Language Translation Experiment:
Create a Generative AI program to translate spoken words in different languages in near real time to facilitate remote meetings where the participants are speaking different languages.
Business need
A global pharma company holds quarterly teleconference meetings involving employees from different countries, speaking different languages. Before Generative AI, the company had only one language of choice English, which limited participation and collaboration between teams. English language skills vary across employees allowing for miscommunication. Simultaneous translation using interpreters is prohibitively expensive.
Issues encountered and solved
Long pauses between translated sentences caused by continuous speech. Developed custom algorithm to fetch complete sentences in midstream of speech to text conversion send to translation. This effectively reduced pause duration from 20 – 30 seconds to 5 – 6 seconds, thus improving overall experience.
Technology used: OBS to interface with the conferencing platform, Python applications were developed to integrate: OBS, Google Translation and Speech synthesis APIs and customized Avatar/LipSync Generative AI applications.

────────────────────

▶ **Required actions**:
a: Answer these about the language translation experiment write-up, one line each:
(i) Before Generative AI, what was the company's only language of choice?
(ii) To what range did the custom algorithm cut the pause between translated sentences?
(iii) What was used to interface with the conferencing platform?
b: In the language translation experiment write-up, what did the Python applications integrate? List every item.
c: Can you extend the language translation experiment write-up beyond its final line?

────────────────────

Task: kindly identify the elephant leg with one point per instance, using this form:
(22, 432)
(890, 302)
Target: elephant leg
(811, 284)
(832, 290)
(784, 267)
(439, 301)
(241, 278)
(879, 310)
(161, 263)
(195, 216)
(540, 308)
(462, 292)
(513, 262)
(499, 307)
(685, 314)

────────────────────

▶ **Results in order**:
a:
(i) English
(ii) 5 – 6 seconds
(iii) OBS

b:
- OBS
- Google Translation
- Speech synthesis APIs
- Customized Avatar/LipSync Generative AI applications

c:
Lipsync issues with avatar: A creative video alteration application was developed to take synthesized audio as input and generate the avatar with correct lipsync.
End to End Latency: GPU servers were used to run the Generative AI applications and performance optimization techniques helped resolve latency problems.
Incorrect translation: Created custom dictionary to look up words that were not properly translated by Google API to improve accuracy.
Results: The meetings were conducted, and the translation software worked well. The delay in translation was shorter than would have been the case with human simultaneous translators. The accuracy was better than would have been the case if the participants were forced to speak in a common language other than their native tongue.